Required task -
Make an exact copy of the lines below.

(Object pointing dataset rows)
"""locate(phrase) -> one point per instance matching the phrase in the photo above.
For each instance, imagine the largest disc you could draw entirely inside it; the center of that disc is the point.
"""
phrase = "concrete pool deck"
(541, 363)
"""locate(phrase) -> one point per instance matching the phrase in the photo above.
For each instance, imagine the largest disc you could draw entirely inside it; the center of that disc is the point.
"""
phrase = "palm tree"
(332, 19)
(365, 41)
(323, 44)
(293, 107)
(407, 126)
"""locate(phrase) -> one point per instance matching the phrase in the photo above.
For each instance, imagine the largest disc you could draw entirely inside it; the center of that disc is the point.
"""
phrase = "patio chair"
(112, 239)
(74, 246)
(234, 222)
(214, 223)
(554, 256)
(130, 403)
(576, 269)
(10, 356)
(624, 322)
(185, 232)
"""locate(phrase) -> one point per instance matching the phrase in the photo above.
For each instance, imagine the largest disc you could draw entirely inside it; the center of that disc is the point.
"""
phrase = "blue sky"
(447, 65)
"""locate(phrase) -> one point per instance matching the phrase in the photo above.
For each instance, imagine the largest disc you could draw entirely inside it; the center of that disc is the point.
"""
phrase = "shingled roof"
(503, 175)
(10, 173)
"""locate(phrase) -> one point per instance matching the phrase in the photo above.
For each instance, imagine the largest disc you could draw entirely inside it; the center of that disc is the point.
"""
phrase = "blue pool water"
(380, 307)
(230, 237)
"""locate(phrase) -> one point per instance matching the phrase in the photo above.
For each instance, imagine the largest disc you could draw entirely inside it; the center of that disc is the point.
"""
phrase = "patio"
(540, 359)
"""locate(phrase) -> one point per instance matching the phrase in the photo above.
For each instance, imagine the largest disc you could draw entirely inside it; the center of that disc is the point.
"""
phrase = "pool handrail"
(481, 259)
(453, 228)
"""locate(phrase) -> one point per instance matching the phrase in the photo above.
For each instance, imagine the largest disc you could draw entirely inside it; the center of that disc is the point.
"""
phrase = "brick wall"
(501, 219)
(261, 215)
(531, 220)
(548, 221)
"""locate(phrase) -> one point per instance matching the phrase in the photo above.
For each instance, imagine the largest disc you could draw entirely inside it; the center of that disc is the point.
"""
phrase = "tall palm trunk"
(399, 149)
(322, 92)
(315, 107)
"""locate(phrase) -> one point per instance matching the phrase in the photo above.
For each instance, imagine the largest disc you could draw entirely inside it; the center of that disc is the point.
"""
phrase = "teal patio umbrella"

Result for this task -
"""locate(phrase) -> one point per instance matching the phrase in the photo above.
For each instance, imagine the largest disc you could draw entirely inside it; the center of that disc is the point.
"""
phrase = "concrete pool deck"
(541, 363)
"""locate(phrase) -> one point per instance matching the phrase in the photo above.
For each instance, imagine the largest disc you could draw entirely inside it; the center of that disc is the point.
"""
phrase = "palm tree"
(332, 19)
(365, 41)
(323, 44)
(293, 107)
(407, 126)
"""locate(phrase) -> one point per instance matching the phrase in the photo above.
For each instance, imagine the largest disc you could draw entirely inside it; the center of that disc is the point.
"""
phrase = "patio chair"
(112, 239)
(74, 246)
(234, 222)
(214, 223)
(554, 256)
(130, 403)
(576, 269)
(10, 356)
(624, 322)
(185, 232)
"""locate(phrase) -> one point per instance matching the phrase in the photo above.
For each instance, imagine the largest disc you could draw entirely inside it; the center of that disc is the point.
"""
phrase = "blue sky"
(447, 65)
"""locate(phrase) -> one point per instance matching the phrase in the photo above.
For each instance, imagine the largest disc you could draw entirely inside it; the center of that disc is the point.
"""
phrase = "shingled roof"
(503, 175)
(10, 173)
"""locate(phrase) -> one point per instance matching the phrase in the photo above.
For each instance, imagine the largest disc you could draw entirely inside it; the center of that disc is the point.
"""
phrase = "blue pool water"
(380, 307)
(230, 237)
"""locate(phrase) -> one point per instance matching the phrase in the photo above.
For each instance, imagine the largest disc you could draw entirely inside it; the center of that disc is the point.
"""
phrase = "patio"
(540, 359)
"""locate(phrase) -> one point per instance matching the phrase in the photo above.
For each instance, imagine the largest disc you could draw entirely inside it; the center of that disc is the point.
"""
phrase = "pool handrail"
(481, 259)
(453, 228)
"""locate(phrase) -> one point per instance matching the phrase in the photo above.
For each instance, imagine the largest disc you could draw entirely inside it; the center of that disc is the point.
"""
phrase = "brick wall"
(501, 219)
(261, 215)
(531, 220)
(548, 221)
"""locate(phrase) -> one point per instance matching the phrase in the photo above.
For each instance, imagine the largest disc you could draw entirely inside it; the center of that disc is the point.
"""
phrase = "tall palm trunk"
(399, 149)
(322, 92)
(315, 107)
"""locate(phrase) -> one point per instance matching the phrase in the photo above.
For each instance, imagine the largest disc you could draw entirely inside it; the center of that disc is the point.
"""
phrase = "teal patio umbrella"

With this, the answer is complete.